┌─ Предложенный текст
Москва была взволнована делом генерала Гартунга1. Генерал Гартунг обвинялся в растратах и подлогах. Он клялся на суде, что невиновен:
— Невиновен!
Обвинение было сильно, страстно. Присяжные ответили:
— Да, виновен.
Генерал Гартунг, выслушав вердикт, тут же, в Московском окружном суде, застрелился.
Заволновался Сивцев Вражек, пришло в движенье Успенье на Могильцах, зашевелилась Плющиха, Арбат с переулочками.
Достали из шкапов пахнущие камфорой белые панталоны, из картонок — осыпанные от моли нюхательным табаком треуголки.
Члены Английского клуба2 надели свои шитые золотом мундиры.
Похороны генерала Гартунга превратились — тогда! — в демонстрацию.
В похороны ‘жертвы правосудия’:
— ‘Правосудия!’
— Его убили потому, что он генерал! Для доказательства ‘равенства’! В угоду влияниям времени!
└─
┌─ Предоставленный материал
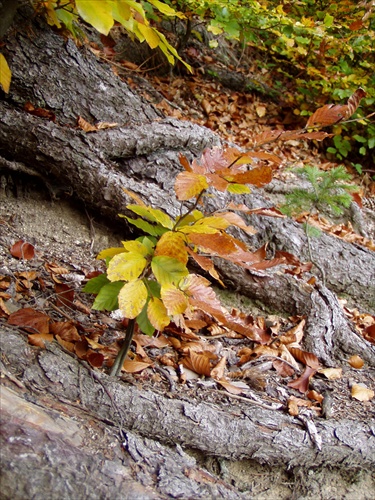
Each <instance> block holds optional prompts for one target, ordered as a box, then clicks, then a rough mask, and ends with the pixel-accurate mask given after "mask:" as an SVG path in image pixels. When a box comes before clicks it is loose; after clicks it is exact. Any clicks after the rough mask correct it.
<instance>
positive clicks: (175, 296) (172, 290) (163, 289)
mask: <svg viewBox="0 0 375 500" xmlns="http://www.w3.org/2000/svg"><path fill="white" fill-rule="evenodd" d="M160 295H161V298H162V300H163V303H164V305H165V307H166V309H167V311H168V314H169V315H170V316H175V315H177V314H183V313H184V312H185V311H186V308H187V307H188V305H189V301H188V298H187V297H186V295H185V294H184V293H183V292H182V291H181V290H179V289H178V288H176V287H175V286H173V285H164V286H162V287H161V290H160Z"/></svg>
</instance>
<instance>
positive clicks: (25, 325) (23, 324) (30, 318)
mask: <svg viewBox="0 0 375 500" xmlns="http://www.w3.org/2000/svg"><path fill="white" fill-rule="evenodd" d="M8 323H9V324H10V325H14V326H19V327H20V328H23V329H24V330H26V331H27V332H31V333H40V334H47V333H49V323H50V317H49V316H47V314H44V313H41V312H39V311H36V310H35V309H32V308H31V307H25V308H24V309H19V310H18V311H16V312H14V313H12V314H11V315H10V316H9V318H8Z"/></svg>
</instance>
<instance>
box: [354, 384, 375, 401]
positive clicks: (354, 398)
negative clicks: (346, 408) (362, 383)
mask: <svg viewBox="0 0 375 500" xmlns="http://www.w3.org/2000/svg"><path fill="white" fill-rule="evenodd" d="M351 395H352V398H354V399H357V400H358V401H370V400H371V399H372V398H373V397H374V395H375V393H374V391H372V390H371V389H367V387H363V386H362V385H359V384H354V385H353V386H352V391H351Z"/></svg>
└─
Условие задания: Как поступил генерал Гартунг сразу после того, как выслушал вердикт присяжных, согласно тексту о его деле?

Ваше решение: Он застрелился тут же, в Московском окружном суде.